==== Extracted entries

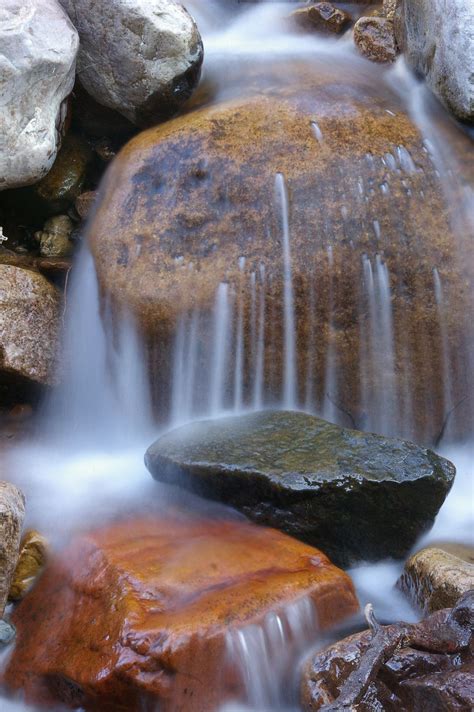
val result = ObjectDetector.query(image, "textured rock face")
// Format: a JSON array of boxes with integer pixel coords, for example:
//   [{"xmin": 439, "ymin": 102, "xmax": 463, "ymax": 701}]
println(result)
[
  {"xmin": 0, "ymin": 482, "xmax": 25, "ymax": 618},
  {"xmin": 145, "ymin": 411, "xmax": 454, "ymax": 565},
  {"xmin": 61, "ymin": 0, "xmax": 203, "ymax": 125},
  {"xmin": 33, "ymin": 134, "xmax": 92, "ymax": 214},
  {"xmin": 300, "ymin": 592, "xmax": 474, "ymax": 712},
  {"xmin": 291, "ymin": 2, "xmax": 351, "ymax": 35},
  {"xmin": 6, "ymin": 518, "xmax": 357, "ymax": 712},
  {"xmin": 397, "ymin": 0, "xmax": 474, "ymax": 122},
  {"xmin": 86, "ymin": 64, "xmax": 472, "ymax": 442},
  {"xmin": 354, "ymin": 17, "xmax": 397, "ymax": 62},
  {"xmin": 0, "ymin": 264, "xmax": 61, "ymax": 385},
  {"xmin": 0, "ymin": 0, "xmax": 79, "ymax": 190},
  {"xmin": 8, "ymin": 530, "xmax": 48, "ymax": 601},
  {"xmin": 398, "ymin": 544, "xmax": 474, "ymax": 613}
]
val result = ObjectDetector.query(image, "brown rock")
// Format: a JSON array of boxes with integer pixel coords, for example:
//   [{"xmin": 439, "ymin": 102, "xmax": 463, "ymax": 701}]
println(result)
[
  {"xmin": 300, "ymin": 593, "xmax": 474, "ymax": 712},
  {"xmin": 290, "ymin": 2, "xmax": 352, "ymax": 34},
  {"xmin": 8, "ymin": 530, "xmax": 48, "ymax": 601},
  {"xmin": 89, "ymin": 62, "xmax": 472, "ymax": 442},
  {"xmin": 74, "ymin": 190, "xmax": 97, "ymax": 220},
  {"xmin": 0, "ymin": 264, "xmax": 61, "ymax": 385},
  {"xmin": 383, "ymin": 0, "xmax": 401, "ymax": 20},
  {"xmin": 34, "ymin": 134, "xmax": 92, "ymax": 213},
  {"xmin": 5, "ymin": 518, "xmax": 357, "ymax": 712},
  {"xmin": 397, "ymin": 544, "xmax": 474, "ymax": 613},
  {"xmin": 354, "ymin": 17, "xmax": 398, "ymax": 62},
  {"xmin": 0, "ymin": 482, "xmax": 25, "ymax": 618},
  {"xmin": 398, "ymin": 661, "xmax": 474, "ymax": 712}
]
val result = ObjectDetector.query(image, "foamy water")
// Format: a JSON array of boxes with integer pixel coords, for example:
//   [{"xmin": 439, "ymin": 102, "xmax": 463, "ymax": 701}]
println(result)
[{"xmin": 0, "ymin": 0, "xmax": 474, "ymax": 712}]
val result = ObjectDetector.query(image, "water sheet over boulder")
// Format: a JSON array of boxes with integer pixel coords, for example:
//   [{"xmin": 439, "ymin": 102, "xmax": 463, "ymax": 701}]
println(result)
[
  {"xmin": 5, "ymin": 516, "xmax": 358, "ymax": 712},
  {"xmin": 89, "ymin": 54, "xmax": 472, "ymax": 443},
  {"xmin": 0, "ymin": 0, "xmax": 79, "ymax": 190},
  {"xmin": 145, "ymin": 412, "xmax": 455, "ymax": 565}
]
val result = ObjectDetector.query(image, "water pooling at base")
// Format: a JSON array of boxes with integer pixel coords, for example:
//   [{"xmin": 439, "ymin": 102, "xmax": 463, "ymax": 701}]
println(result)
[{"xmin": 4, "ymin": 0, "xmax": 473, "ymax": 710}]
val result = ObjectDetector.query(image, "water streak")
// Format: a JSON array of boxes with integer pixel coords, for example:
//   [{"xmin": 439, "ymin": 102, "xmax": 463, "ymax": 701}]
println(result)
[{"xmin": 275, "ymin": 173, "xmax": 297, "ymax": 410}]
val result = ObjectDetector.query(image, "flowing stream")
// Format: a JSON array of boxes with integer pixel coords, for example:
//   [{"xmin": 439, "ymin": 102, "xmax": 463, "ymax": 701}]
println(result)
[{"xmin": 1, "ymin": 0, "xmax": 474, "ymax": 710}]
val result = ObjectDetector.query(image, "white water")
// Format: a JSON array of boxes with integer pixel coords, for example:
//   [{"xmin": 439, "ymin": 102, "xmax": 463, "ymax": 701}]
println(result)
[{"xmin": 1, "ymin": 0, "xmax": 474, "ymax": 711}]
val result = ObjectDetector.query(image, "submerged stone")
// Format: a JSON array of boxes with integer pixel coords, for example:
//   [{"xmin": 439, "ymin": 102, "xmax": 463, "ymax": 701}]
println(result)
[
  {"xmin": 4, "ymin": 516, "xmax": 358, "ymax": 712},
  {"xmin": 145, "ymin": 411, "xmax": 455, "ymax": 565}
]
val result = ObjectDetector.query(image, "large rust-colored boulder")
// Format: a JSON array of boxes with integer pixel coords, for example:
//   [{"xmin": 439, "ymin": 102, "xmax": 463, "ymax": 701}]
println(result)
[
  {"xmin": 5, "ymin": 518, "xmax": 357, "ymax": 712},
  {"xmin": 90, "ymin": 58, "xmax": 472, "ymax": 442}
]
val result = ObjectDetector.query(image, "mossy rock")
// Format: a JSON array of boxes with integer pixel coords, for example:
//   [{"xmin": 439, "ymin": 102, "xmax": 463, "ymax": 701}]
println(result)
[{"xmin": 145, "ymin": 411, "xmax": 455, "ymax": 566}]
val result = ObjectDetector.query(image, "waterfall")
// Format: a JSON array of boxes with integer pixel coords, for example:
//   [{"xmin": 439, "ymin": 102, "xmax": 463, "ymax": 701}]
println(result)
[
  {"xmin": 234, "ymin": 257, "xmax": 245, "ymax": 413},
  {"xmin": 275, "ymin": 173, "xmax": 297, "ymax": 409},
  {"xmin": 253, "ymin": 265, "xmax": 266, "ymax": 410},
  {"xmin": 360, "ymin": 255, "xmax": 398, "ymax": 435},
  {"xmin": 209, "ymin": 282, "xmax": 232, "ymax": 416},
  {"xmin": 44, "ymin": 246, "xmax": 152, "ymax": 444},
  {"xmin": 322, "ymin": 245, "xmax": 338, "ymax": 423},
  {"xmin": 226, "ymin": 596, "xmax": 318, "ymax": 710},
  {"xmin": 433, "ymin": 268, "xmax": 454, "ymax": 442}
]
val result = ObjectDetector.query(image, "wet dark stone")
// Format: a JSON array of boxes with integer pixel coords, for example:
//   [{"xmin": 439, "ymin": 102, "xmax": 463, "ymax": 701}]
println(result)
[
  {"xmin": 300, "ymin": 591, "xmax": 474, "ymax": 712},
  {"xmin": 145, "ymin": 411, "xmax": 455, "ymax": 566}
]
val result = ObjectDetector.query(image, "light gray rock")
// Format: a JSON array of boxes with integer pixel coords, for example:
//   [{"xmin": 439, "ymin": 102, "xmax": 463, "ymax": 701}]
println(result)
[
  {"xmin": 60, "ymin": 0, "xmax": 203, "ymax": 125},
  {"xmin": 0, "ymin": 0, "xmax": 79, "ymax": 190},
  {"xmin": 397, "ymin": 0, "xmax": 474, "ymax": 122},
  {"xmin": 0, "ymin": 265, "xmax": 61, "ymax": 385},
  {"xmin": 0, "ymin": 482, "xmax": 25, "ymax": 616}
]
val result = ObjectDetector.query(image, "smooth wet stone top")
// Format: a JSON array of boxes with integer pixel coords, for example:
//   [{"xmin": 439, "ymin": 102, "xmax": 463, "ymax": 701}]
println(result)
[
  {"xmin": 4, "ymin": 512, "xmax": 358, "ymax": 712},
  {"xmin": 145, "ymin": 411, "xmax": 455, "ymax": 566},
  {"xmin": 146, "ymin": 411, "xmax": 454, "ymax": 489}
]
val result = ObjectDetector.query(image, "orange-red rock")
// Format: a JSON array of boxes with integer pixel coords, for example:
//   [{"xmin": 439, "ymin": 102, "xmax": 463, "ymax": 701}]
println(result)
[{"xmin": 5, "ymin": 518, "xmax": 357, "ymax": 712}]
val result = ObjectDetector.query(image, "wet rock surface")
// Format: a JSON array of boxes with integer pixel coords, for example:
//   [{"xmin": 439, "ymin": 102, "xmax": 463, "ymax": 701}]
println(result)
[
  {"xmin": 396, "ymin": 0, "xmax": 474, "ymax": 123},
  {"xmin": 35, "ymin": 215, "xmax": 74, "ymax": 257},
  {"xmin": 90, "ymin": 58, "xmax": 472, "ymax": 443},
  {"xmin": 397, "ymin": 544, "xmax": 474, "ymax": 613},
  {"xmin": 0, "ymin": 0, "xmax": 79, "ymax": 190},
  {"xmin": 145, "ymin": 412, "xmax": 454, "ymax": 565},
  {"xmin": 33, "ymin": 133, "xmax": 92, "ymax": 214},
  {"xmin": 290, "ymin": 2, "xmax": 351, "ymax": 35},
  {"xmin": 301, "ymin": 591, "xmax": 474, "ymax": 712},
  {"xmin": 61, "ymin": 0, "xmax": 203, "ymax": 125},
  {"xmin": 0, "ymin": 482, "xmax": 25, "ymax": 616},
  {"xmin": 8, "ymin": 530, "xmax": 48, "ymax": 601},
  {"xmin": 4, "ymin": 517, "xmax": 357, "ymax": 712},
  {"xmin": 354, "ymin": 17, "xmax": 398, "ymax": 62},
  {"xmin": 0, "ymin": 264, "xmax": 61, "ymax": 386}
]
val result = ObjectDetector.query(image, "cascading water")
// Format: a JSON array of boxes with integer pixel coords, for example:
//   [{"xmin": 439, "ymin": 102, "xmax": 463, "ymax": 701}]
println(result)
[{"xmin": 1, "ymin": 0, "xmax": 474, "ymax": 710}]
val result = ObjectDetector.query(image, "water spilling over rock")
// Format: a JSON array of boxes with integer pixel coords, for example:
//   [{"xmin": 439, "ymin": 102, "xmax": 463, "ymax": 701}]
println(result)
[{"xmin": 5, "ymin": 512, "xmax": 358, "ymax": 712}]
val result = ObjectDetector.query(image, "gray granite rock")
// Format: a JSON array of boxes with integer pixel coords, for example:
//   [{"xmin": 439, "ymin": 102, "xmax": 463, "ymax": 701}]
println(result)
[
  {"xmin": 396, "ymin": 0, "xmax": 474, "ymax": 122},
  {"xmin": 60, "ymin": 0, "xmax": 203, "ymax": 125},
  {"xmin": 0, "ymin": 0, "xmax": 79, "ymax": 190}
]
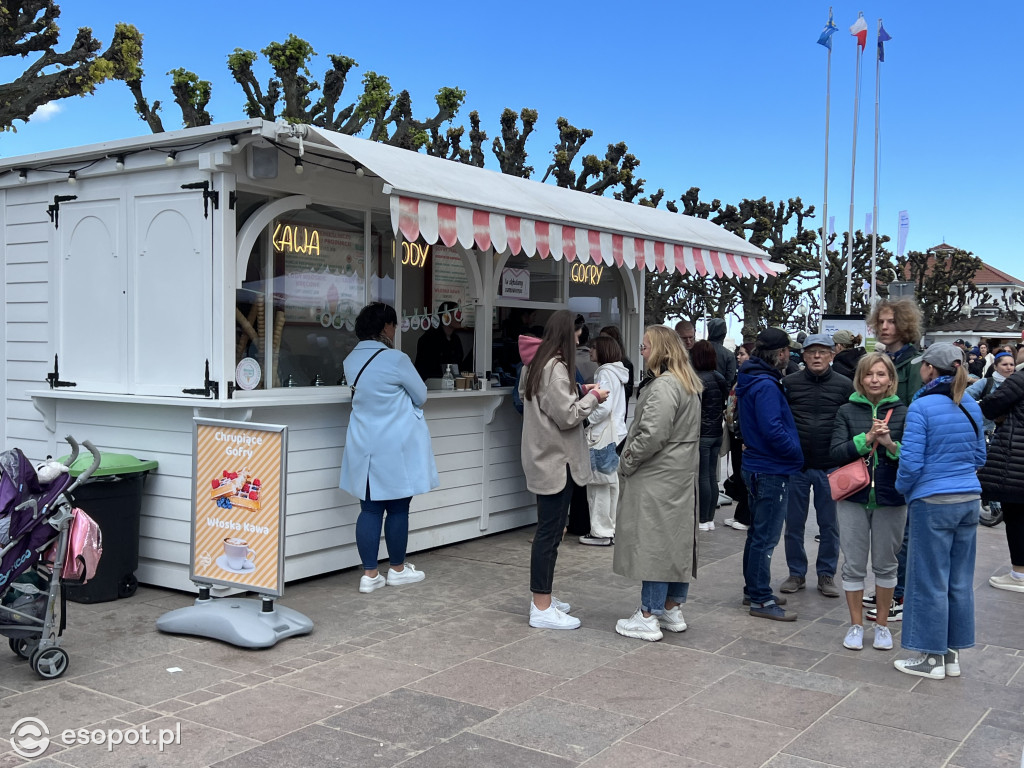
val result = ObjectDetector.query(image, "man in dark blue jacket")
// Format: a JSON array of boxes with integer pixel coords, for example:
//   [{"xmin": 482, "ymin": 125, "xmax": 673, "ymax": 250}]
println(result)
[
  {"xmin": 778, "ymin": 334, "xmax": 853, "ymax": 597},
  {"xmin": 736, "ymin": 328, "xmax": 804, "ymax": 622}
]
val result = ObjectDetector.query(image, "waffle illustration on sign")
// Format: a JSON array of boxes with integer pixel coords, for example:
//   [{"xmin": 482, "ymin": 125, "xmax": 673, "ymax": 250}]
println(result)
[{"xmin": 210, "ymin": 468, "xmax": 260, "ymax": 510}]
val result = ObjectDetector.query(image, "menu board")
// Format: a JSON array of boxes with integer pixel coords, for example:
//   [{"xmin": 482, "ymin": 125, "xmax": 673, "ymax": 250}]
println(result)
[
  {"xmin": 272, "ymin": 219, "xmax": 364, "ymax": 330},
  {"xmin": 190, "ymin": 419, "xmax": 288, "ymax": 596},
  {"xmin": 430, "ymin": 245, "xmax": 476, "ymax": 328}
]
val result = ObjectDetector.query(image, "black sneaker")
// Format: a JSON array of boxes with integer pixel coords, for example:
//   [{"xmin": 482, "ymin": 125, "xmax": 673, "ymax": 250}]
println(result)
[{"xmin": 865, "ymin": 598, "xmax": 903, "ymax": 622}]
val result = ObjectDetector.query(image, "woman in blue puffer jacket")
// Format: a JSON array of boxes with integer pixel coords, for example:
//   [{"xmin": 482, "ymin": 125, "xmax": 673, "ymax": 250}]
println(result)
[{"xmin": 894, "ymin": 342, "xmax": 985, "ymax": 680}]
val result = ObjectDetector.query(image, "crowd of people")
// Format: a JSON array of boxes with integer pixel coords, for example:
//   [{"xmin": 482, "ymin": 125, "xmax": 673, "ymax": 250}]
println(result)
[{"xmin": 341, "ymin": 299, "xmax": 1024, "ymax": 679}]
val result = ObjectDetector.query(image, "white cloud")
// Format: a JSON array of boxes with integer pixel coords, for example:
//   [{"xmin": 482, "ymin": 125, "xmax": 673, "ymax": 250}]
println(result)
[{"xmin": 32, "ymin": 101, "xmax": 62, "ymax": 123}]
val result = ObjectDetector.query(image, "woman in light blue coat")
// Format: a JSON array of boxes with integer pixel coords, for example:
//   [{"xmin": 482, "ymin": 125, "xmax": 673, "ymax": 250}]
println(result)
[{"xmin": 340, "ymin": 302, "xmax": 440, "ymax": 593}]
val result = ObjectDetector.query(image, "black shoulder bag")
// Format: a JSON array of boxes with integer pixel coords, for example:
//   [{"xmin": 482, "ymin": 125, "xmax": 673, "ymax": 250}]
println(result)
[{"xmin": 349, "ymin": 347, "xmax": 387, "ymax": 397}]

========

Short exercise:
Please count the lines above that contain the word "white", and reply with the number alone.

Complete answer:
2